[START]

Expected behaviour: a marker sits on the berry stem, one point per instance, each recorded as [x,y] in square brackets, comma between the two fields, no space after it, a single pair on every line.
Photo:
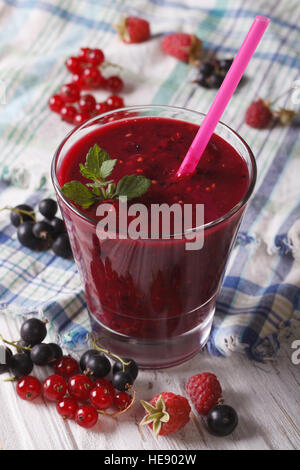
[107,64]
[109,353]
[114,415]
[15,344]
[20,211]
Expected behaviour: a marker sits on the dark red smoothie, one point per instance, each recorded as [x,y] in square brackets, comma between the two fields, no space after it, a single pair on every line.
[156,289]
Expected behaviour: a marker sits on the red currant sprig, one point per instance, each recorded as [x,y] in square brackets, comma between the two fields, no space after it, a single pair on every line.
[86,69]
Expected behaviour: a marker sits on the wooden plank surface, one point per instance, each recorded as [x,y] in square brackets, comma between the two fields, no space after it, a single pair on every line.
[266,397]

[END]

Could you reproduce all of the data above verbatim, leaving the pictures out?

Expected behaviour: a marker sits on the berry stem, one point per instance, each recorded as [x,y] in square brackets, comma between the two fields, no space after it, a single pair on every line.
Photo:
[107,64]
[109,353]
[114,415]
[15,344]
[20,211]
Expected behaviour: a marker sits on the dark red smoothie, one point per instance, each recorded as [x,y] in square brackets, comma between the two fields, no space after it, a single pair on every line.
[156,289]
Expected behaviour: a marker sits on the red currant sprig, one point per instance, each recorded as [x,y] in square brackets, comma between the two fields, no space after it, a single pair on every line.
[86,69]
Expected behaviour: a marker sits on the wooden plank surface, one point per instance, each recorded as [x,y] in square brackets, comma between the two fields, no space after it, a single pair on every line.
[266,397]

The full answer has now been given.